#### Tasks to carry out
A – Reproduce the CSV upload issue from "Upload attempt" to "project 'my_project' from AutoNLP...", word for word.
B – Translate this sentence from the CSV upload issue into Spanish: "At first I thought maybe the CSV was invalid, but it checks out."

#### Document extract
JSONDecodeError when uploading a valid CSV

frankiejarrett commented 3 years ago

When attempting to upload a CSV training set for my model I receive a JSONDecodeError error. I tried uploading my smaller validation set too, but it also failed. I'm not entirely sure why JSON decoders are even being ran against a CSV file.

At first I thought maybe the CSV was invalid, but it checks out. I am not sure how to debug this problem.

Any help is greatly appreciated! Thank you.

Valid CSV

$ csvclean ~/training_set.csv
No errors.

Example CSV data

col_one,col_two
TRUE,"Lorem ipsum dolor sit amet, consectetur adipiscing elit"
FALSE,"Ut id ex luctus ""with quoted text inside"" vitae tincidunt nibh"
TRUE,"Nam ligula nibh, dapibus eget justo vitae"
FALSE,"Cras sed molestie enim. Etiam facilisis erat id bibendum"

Upload attempt

$ autonlp upload --project my_project \
    --split train \
    --col_mapping col_one:target,col_two:text \
    --files ~/training_set.csv

> INFO    Uploading files for project: my_project
> INFO    🗝 Retrieving credentials from config...
> INFO    ☁ Retrieving project 'my_project' from AutoNLP...
> INFO    🔄 Refreshing project status...
> INFO    🔄 Refreshing uploaded files information...
> INFO    🔄 Refreshing models information...
> INFO    🔄 Refreshing cost information...
> INFO    ✅ Successfully loaded project: 'my_project'!
> INFO    Mapping: {'col_one': 'target', 'col_two': 'text'}
Traceback (most recent call last):
  File "/usr/local/bin/autonlp", line 8, in <module>
    sys.exit(main())
  File "/usr/local/lib/python3.9/site-packages/autonlp/cli/autonlp.py", line 57, in main
    details = err.response.json().get("detail")
  File "/usr/local/lib/python3.9/site-packages/requests/models.py", line 900, in json
    return complexjson.loads(self.text, **kwargs)

#### Given data
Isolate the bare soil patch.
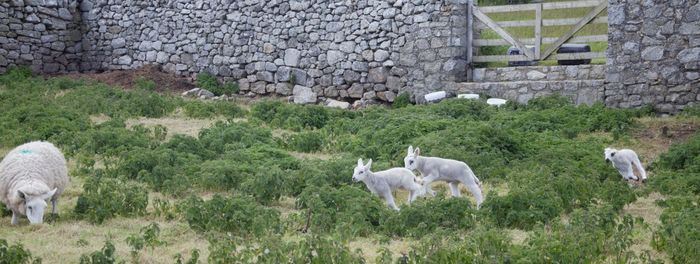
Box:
[58,65,195,93]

#### Answers provided
A –
Upload attempt

$ autonlp upload --project my_project \
    --split train \
    --col_mapping col_one:target,col_two:text \
    --files ~/training_set.csv

> INFO    Uploading files for project: my_project
> INFO    🗝 Retrieving credentials from config...
> INFO    ☁ Retrieving project 'my_project' from AutoNLP...

B – Al principio pensé que tal vez el CSV no era válido, pero resulta que es correcto.